▶ [Text segment]
Whatever more Rhonda could have added on this subject
could not have amounted to much. Rhonda had already testified
– without objection – that she “saw the money orders that had to
be processed” by her husband in connection with his work for
the fraternity. Her testimony thus informed the jury that Davis
used money orders to pay fraternity bills. The only additional
fact defense counsel sought to elicit over the government’s
objection was that Davis used the money orders to pay the
fraternity insurance bill from The Hartford. Even if the district
court abused its discretion in excluding this testimony, it is hard
to see how this prejudiced the defense.
With respect to the fraternity bills, Davis argues that the
bills were not hearsay because they did not assert the truth of
anything; they simply instructed the fraternity to pay a debt. Yet
the documents did contain assertions, in the form of sender and
recipient labels. These simple labels in effect stated: “This
document is a message from The Hartford, and its contents
pertain to Phi Beta Sigma.” See 31 C. WRIGHT & V. GOLD,
FEDERAL PRACTICE AND PROCEDURE: EVIDENCE § 7141, at 251-
53 (2000); cf. United States v. Vigneau, 187 F.3d 70, 74 (1st Cir.
1999). And unlike words written on money orders, the labels
asserted facts that can be characterized as true or false. This
appears to be how the district court treated Rhonda’s proposed
testimony about the bills. As the court put it, she was prepared
to make assertions – based on her reading of the documents –
“that these bills were, in fact, bills that were sent to the fraternity
on behalf of these various vendors.”

Object position labeling records:

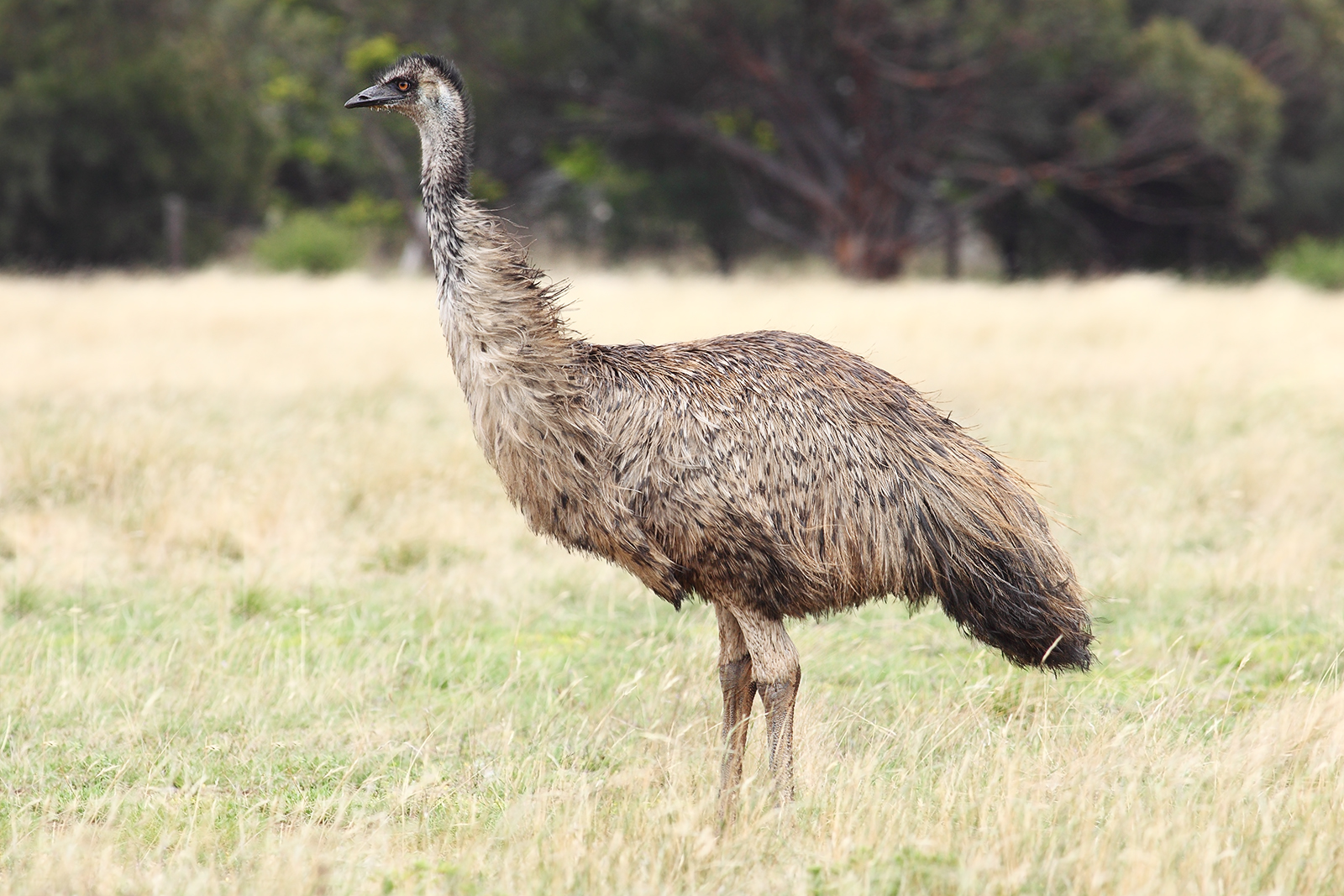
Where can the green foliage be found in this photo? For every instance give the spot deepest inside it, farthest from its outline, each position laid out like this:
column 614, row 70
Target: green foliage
column 1312, row 261
column 365, row 60
column 107, row 107
column 1233, row 107
column 312, row 242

▶ [Task 1] Tally the lines of the records that contain the string "green", treating uppercase and lowercase as distinct, and reply with that number alone.
▶ [Task 2] Write the next part of the court opinion excerpt on the fraternity bills, beginning right after its final sentence.
The court opinion excerpt and the records bear no relation to each other.

▶ [Output 1] 2

▶ [Output 2]
Davis also contends that the bills, even if they contained
assertions, were not hearsay because Rhonda’s testimony was
not offered to show the truth of those assertions. Rather,
10
Rhonda’s “testimony about the bills was offered to show that
[Davis] was on notice of instructions to pay, not that the
fraternity had taken actions to incur the debt.” Appellant’s Br.
28. Davis is correct that documents “may be admitted for a
material purpose other than the verity of [their] assertions.”
United States v. Watkins, 519 F.2d 294, 297 (D.C. Cir. 1975);
see FED. R. EVID. 801(c) advisory committee’s note; 30B M.
GRAHAM, FEDERAL PRACTICE AND PROCEDURE: EVIDENCE §
7005 (2006). Davis is also correct that decisions of this circuit
have treated names written on bills and receipts as non-hearsay.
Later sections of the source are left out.